##### GIVEN ENTRIES #####

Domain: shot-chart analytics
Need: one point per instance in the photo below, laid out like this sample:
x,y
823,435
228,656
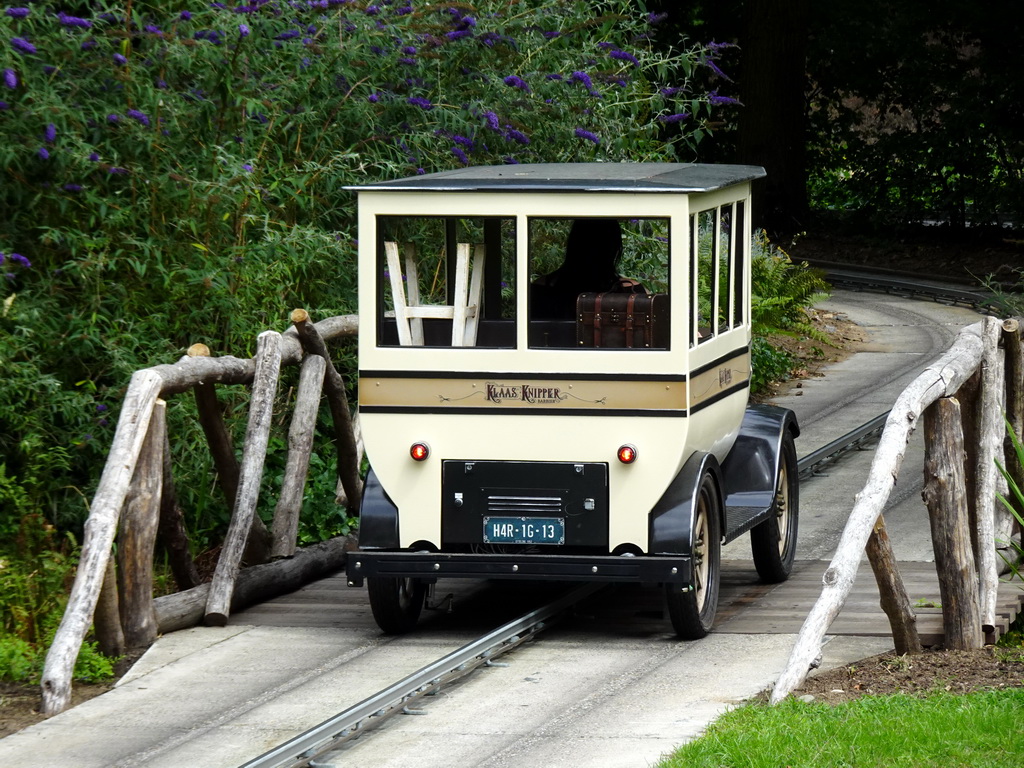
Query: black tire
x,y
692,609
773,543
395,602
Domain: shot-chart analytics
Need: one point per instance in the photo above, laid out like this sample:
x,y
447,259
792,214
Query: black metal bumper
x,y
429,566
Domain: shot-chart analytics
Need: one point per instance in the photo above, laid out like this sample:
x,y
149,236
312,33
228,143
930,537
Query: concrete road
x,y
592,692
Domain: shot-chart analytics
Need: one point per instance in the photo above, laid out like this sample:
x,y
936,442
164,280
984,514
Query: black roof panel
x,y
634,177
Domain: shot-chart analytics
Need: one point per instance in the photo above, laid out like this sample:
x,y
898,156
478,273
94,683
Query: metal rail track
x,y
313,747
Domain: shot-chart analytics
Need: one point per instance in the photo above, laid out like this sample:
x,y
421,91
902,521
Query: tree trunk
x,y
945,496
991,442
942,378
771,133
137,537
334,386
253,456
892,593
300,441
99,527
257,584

#####
##### GIVEN ENTRIES #####

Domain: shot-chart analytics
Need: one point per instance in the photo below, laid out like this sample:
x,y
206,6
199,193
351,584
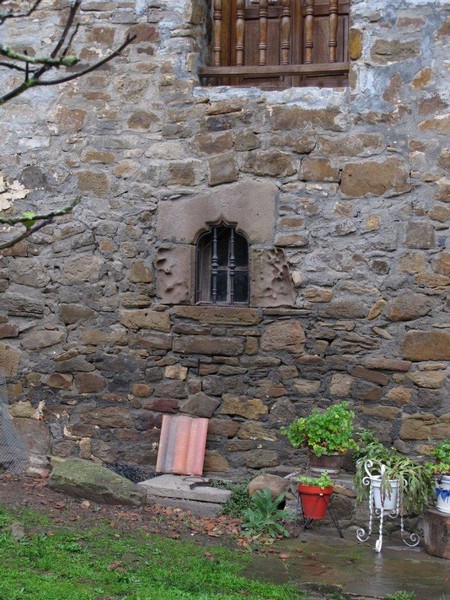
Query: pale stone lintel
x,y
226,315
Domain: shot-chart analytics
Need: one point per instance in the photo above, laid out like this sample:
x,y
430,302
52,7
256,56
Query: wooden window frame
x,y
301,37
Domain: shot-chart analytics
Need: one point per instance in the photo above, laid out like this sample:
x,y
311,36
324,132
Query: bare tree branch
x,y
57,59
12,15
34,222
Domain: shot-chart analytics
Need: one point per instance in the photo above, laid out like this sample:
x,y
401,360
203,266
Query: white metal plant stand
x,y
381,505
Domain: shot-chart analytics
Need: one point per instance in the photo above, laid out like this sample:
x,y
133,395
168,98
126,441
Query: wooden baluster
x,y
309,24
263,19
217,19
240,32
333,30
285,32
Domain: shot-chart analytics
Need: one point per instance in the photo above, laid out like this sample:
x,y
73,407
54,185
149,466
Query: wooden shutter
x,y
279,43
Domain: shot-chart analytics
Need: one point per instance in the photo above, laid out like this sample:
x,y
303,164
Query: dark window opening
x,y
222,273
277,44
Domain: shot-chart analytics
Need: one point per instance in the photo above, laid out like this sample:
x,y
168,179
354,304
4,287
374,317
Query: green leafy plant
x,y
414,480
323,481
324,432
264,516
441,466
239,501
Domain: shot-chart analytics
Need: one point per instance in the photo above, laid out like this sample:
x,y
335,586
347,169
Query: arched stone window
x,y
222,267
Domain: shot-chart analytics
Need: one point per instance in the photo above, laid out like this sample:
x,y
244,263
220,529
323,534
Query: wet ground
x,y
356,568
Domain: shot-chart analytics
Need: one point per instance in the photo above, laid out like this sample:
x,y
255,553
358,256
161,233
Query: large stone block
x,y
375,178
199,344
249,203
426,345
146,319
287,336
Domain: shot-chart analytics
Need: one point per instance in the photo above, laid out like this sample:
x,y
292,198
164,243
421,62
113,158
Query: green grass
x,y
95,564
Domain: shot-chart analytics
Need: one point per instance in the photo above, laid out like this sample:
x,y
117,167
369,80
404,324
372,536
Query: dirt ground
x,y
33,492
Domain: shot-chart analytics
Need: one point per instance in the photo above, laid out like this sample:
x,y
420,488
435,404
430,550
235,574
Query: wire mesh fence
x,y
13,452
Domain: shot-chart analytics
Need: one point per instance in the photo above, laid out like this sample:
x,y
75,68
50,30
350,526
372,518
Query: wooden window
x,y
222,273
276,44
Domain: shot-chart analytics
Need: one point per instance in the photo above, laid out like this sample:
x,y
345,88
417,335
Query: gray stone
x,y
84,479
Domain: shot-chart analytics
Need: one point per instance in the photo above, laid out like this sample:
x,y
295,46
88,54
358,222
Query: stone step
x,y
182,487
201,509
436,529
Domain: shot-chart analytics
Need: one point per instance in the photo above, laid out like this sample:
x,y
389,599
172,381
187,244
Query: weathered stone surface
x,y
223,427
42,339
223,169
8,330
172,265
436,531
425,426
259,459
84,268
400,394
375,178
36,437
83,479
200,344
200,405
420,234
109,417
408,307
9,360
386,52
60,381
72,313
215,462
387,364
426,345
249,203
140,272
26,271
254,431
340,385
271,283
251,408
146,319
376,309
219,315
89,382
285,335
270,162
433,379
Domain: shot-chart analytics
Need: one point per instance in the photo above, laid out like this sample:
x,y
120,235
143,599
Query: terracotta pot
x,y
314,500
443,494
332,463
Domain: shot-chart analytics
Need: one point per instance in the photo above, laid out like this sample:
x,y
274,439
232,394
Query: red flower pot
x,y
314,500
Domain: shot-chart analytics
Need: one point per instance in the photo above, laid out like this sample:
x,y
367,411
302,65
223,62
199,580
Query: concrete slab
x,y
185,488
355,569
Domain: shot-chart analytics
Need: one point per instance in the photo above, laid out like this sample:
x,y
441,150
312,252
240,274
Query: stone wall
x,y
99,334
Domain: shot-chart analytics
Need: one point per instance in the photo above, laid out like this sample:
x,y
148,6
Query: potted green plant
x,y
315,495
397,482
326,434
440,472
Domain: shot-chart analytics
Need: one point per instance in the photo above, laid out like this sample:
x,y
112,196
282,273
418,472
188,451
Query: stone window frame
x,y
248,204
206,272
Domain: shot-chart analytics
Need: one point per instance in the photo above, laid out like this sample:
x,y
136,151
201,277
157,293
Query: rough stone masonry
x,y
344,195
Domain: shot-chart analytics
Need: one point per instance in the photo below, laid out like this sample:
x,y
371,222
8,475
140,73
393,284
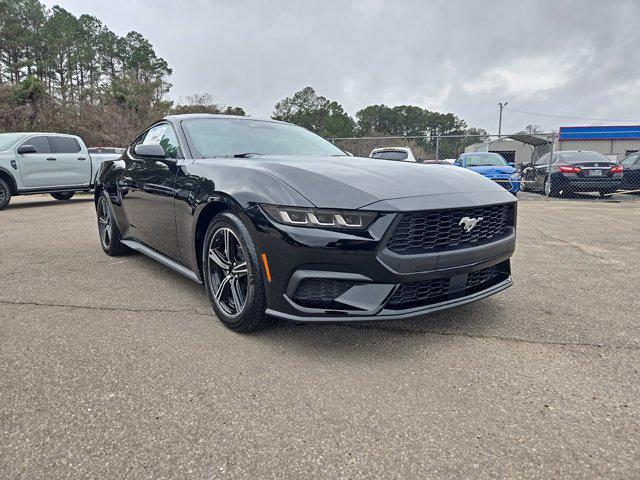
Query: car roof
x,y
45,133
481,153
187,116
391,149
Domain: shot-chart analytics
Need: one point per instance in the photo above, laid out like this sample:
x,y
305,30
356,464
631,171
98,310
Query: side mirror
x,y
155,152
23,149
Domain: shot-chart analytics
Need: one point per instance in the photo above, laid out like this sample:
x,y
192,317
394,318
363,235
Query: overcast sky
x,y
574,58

#####

JOB:
Locate every line in the rows above that contains the word "concrete" and copy each of those lines in full.

FINAL RESULT:
Query: concrete road
Query: concrete slab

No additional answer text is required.